» Text passage
The two main fixes here are:
1. Explicitly define the input shape to the model with `input_shape=(None, 1)`.
2. Expand the dimensions of the input to `model.fit()` with `tf.expand_dims(x, axis=-1)` (where `x` is the variable you're fitting on)

In [None]:
# Set random seed
tf.random.set_seed(42)

# 1. Create the model (this time 3 layers)
model_3 = tf.keras.Sequential([
  # Before TensorFlow 2.7.0
  # tf.keras.layers.Dense(100), # add 100 dense neurons

  ## After TensorFlow 2.7.0 ## 
  tf.keras.layers.Dense(100, input_shape=(None, 1)), # add 100 dense neurons with input_shape defined (None, 1) = look at 1 sample at a time
  tf.keras.layers.Dense(10), # add another layer with 10 neurons
  tf.keras.layers.Dense(1)
])

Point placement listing
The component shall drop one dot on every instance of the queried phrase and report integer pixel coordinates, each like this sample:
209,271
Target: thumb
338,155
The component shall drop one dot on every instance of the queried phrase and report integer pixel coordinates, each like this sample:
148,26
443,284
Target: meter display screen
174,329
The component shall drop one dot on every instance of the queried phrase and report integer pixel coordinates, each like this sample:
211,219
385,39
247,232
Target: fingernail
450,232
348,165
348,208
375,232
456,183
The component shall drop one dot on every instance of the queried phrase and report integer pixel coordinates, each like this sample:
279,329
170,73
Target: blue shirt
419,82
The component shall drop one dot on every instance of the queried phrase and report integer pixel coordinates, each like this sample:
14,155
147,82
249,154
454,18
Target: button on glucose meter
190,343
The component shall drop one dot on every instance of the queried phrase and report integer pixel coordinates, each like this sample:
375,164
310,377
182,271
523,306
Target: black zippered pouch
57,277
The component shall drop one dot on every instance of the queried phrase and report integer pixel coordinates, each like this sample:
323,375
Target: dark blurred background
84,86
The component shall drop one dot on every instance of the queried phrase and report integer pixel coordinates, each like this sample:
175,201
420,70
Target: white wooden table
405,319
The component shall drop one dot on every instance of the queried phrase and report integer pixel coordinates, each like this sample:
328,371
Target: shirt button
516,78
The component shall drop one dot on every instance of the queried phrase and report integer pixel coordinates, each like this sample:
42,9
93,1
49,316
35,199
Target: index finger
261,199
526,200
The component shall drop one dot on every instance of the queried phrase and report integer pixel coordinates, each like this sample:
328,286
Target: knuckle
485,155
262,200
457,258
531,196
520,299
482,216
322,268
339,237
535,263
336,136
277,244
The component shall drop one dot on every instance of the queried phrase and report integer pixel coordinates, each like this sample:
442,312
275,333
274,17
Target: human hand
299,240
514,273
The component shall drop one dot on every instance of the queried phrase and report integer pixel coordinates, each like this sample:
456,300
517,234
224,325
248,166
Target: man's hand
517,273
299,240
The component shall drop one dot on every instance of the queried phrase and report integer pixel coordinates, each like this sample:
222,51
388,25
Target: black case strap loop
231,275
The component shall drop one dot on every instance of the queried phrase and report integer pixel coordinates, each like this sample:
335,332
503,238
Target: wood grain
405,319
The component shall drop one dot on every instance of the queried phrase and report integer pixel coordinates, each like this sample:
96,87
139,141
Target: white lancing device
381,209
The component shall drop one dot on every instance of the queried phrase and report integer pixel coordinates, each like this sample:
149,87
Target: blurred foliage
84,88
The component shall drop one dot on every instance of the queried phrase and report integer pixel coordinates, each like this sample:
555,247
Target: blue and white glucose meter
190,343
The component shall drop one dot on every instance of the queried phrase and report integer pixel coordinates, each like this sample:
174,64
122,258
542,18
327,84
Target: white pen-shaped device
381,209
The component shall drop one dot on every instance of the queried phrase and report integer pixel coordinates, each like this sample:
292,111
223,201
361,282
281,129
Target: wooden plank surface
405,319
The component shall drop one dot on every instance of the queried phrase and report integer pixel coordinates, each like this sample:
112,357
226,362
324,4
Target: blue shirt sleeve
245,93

» What the task requires
Reproduce verbatim the portion of the TensorFlow model text from "The two main" up to and including "you're fitting on)". The listing was drawn from a separate source.

» Correct answer
The two main fixes here are:
1. Explicitly define the input shape to the model with `input_shape=(None, 1)`.
2. Expand the dimensions of the input to `model.fit()` with `tf.expand_dims(x, axis=-1)` (where `x` is the variable you're fitting on)